* BEGIN EXCERPT PROVIDED *

Astronomers using the HARPS spectrograph confirmed with great accuracy the existence of titanium oxide in the atmosphere of the ultra-hot Jupiter WASP-189b. It is assumed that this compound may be the main reason for the heating of the stratosphere of such exoplanets, along with metal atoms.
What is a hot Jupiter?
Hot Jupiters are gaseous exoplanets that are close to or larger than Jupiter in size and mass, but orbit at a very small distance from their star. They are easier to detect using the radial velocity or transit method, which is why hot Jupiters make up a significant proportion of known exoplanets.
The atmospheres of hot Jupiters have an unusual composition and complex dynamics due to tidal influence and a powerful flux of radiation from the star.
The temperature of the atmosphere
The temperature of the atmosphere decreases with increasing altitude unless there are substances that give rise to a temperature inversion.
In the case of the Earth, ozone acts as such a substance, and in the atmospheres of giant exoplanets exposed to powerful radiation fluxes from their stars, short-wave absorbers will be titanium oxides (TiO) and vanadium (VO).
These compounds were found by spectrometric methods in the atmospheres of hot and ultra-hot Jupiters, but subsequent observations did not allow to confirm these results or to refute them.
Astronomers discovered titanium oxide in the atmosphere of an ultra-hot Jupiter
A group of astronomers led by Bibiana Prinoth of Lund University reported a significant (at 5.6 sigmas) detection of titanium oxide in the atmosphere of ultra-hot Jupiter WASP-189b thanks to high-resolution transmission spectroscopy.
The exoplanet was observed using the HARPS echelle spectrograph installed on the 3.6-meter telescope at the La Silla Observatory.
WASP-189b is located 326 light-years from the Sun and revolves around a bright star of spectral class A. The exoplanet has a mass of approximately 2 Jupiter masses, a radius of 1.6 Jupiter radii, and makes one revolution around the star in 2.7 days. Its temperature has been estimated at 3435 Kelvin, making it one of the hottest exoplanets known today.

* END EXCERPT PROVIDED *

_WHAT IS REQUIRED_.
According to the article on WASP-189b, which instrument did astronomers use to observe the exoplanet, and on what telescope was it installed?

* BEGIN RECORDS SUPPLIED *

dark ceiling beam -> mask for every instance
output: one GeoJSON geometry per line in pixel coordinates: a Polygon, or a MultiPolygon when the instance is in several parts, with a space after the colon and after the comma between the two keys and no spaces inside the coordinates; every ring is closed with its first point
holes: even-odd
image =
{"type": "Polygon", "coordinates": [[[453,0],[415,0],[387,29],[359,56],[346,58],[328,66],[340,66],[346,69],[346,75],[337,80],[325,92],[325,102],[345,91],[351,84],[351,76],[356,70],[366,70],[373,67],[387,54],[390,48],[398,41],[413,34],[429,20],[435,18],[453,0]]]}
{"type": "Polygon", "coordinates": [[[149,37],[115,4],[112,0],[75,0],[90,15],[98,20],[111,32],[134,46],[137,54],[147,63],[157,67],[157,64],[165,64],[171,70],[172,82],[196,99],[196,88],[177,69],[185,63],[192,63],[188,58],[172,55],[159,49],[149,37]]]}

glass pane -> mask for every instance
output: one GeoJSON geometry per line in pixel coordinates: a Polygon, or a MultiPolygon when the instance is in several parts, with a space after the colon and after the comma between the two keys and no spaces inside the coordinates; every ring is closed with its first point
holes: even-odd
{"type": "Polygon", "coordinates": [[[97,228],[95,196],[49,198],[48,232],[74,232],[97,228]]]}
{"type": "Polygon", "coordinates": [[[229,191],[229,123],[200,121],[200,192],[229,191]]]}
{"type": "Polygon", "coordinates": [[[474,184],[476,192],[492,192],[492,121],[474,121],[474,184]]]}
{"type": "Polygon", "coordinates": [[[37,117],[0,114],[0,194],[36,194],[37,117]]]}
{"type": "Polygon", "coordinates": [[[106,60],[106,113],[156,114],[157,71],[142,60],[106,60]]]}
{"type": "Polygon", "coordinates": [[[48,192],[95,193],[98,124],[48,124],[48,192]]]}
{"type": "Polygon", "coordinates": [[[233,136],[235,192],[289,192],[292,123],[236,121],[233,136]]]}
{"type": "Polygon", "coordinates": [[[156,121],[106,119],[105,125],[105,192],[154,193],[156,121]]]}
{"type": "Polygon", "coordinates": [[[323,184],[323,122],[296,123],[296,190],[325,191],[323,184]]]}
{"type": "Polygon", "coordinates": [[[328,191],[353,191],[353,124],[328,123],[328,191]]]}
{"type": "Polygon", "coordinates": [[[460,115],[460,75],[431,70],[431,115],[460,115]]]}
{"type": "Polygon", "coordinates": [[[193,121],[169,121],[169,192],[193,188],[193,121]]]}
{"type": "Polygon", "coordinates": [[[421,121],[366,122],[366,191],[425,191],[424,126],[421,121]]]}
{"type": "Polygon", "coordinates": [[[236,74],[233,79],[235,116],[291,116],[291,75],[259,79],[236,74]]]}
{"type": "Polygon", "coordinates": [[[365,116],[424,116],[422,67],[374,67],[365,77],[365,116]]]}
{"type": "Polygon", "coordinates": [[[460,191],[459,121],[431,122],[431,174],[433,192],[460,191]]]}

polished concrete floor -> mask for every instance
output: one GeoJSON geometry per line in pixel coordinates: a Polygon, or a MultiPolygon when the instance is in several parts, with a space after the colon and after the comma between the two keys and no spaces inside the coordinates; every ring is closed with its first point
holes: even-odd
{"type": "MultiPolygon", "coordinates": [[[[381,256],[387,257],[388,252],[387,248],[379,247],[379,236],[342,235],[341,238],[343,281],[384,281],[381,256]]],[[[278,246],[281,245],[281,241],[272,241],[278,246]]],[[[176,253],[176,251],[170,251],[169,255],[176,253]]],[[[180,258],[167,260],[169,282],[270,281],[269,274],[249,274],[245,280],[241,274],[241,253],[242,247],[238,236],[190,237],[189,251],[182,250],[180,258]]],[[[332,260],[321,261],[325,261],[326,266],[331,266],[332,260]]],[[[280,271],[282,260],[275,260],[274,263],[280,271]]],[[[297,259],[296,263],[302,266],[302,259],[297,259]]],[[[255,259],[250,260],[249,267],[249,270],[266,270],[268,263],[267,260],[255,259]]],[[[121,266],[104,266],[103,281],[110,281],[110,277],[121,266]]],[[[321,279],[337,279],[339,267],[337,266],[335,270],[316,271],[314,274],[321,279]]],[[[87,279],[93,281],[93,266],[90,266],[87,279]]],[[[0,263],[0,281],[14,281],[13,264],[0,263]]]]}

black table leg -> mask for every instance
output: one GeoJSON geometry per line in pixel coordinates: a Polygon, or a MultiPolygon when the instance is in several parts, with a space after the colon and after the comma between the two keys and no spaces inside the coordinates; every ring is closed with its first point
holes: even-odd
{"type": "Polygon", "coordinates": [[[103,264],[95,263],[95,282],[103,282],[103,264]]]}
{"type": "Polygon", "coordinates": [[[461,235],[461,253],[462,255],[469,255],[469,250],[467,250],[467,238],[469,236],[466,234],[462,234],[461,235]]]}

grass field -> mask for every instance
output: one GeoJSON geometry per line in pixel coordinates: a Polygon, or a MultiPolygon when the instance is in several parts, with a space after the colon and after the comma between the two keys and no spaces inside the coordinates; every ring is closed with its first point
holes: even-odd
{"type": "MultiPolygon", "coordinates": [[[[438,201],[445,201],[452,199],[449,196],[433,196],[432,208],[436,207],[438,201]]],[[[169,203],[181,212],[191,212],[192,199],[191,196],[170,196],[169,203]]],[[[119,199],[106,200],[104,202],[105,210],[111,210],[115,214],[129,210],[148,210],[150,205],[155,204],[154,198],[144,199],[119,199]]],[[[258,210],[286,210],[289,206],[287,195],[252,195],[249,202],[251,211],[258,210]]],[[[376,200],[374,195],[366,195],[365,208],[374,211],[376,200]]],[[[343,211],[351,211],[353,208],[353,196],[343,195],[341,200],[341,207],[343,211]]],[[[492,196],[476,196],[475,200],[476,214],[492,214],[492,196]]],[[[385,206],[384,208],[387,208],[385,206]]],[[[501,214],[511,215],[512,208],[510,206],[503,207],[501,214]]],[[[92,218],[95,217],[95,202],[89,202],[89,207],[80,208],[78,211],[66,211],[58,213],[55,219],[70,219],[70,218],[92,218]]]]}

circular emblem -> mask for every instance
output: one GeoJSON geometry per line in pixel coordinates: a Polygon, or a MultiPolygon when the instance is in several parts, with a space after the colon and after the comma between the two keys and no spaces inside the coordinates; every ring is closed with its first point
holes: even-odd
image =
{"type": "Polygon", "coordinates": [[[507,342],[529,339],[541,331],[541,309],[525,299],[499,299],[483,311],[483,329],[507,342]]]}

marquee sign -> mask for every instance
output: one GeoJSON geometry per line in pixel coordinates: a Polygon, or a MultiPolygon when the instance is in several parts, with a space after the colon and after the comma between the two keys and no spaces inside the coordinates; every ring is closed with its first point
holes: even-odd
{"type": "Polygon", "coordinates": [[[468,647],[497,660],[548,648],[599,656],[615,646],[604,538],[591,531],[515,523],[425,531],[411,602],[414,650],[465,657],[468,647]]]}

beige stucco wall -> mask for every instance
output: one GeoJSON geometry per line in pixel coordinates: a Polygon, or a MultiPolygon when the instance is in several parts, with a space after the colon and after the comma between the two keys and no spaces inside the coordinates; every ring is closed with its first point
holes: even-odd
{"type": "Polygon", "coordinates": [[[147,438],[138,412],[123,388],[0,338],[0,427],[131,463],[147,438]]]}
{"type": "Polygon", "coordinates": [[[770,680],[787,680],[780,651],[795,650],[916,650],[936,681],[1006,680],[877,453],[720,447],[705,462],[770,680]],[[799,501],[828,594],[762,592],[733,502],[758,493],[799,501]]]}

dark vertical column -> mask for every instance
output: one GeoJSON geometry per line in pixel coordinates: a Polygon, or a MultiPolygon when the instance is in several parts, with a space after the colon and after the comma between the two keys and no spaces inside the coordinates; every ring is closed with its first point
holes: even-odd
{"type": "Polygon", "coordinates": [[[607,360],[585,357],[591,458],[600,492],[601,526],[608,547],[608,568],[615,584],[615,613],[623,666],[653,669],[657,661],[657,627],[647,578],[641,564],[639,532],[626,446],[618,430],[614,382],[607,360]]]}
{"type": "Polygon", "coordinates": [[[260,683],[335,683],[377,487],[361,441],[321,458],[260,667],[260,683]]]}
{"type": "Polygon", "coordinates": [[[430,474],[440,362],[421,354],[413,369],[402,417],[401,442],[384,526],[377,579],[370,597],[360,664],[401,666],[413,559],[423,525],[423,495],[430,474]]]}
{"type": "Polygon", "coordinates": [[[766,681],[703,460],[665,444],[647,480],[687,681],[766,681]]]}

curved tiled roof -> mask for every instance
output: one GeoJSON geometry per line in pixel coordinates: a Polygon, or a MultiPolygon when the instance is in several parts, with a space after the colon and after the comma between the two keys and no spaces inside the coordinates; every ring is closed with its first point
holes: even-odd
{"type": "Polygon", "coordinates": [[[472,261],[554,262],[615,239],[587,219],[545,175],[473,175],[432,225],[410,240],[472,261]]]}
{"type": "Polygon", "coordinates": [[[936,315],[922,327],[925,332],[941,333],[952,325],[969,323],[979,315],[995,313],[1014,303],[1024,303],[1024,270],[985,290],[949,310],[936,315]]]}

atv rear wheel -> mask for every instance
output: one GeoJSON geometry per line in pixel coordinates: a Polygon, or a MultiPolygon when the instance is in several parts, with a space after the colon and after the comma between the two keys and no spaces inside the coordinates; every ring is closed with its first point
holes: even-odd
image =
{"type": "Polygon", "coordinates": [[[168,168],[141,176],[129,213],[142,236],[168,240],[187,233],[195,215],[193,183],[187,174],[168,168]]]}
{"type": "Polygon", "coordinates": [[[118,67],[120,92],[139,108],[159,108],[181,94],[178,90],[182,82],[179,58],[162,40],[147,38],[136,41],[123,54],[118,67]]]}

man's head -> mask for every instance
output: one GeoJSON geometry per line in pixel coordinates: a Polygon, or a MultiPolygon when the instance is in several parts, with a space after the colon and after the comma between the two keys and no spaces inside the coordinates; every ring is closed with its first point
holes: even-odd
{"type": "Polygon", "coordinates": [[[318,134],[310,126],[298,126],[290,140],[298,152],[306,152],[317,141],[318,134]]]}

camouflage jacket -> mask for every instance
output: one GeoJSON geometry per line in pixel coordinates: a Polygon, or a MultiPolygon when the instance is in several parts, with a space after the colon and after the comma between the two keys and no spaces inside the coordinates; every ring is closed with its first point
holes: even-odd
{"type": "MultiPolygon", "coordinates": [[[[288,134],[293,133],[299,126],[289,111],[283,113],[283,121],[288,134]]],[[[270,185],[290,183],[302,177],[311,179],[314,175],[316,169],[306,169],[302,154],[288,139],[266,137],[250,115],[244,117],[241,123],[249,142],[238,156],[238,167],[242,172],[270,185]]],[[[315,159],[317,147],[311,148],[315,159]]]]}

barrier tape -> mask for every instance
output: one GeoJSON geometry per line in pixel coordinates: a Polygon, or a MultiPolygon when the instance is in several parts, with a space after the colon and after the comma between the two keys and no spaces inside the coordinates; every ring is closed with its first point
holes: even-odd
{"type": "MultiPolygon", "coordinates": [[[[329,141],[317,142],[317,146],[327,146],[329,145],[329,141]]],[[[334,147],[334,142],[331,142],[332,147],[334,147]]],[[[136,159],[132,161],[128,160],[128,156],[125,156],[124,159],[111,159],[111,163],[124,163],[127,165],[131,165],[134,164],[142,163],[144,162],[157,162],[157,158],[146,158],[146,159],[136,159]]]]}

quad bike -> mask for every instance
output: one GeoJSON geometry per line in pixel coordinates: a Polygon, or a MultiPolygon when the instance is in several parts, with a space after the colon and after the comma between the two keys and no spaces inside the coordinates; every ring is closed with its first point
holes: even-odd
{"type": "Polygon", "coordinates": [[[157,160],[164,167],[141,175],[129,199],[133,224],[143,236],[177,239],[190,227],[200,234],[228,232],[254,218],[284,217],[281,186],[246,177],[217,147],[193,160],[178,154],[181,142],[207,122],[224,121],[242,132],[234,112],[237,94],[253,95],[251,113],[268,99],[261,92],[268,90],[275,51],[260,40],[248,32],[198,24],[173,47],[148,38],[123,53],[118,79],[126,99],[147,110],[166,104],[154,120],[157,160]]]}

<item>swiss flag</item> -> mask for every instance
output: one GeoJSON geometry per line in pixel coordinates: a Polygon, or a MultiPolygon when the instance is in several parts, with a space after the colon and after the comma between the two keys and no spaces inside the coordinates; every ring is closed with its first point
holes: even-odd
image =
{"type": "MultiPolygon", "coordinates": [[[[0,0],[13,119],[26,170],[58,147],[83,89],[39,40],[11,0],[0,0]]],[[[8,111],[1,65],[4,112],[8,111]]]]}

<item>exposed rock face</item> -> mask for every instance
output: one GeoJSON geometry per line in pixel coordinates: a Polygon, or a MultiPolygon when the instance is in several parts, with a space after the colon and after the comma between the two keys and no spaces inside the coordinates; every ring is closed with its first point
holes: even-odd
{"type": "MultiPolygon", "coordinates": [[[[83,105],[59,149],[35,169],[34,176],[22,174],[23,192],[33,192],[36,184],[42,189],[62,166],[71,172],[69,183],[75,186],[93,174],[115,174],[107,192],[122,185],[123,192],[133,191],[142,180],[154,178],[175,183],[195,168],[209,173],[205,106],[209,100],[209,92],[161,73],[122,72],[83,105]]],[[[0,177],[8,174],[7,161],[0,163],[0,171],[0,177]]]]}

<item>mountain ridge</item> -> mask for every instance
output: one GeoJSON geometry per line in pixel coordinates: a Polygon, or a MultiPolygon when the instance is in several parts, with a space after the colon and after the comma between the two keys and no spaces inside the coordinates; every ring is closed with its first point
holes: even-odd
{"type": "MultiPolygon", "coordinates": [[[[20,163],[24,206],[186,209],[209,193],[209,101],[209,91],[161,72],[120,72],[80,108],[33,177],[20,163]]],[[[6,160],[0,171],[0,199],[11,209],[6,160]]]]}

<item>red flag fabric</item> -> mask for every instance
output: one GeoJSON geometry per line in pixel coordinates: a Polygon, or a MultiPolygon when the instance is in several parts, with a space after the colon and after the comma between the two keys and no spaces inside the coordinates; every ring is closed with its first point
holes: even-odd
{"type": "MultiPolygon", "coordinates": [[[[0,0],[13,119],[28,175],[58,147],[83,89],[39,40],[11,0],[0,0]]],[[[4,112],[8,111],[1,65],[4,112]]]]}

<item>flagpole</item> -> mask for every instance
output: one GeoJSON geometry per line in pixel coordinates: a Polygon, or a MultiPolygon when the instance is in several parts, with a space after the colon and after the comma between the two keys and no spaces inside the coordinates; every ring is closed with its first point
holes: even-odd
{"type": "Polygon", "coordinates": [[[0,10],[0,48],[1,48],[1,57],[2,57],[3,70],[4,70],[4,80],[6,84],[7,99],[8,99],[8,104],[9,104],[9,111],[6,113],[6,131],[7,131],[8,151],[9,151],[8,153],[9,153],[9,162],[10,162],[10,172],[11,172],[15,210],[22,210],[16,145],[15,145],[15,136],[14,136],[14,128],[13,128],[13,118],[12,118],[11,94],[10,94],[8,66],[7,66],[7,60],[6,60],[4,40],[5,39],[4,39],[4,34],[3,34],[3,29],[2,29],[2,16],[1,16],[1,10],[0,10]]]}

* END RECORDS SUPPLIED *

_WRITTEN ANSWER_.
The HARPS echelle spectrograph, installed on the 3.6-meter telescope at the La Silla Observatory.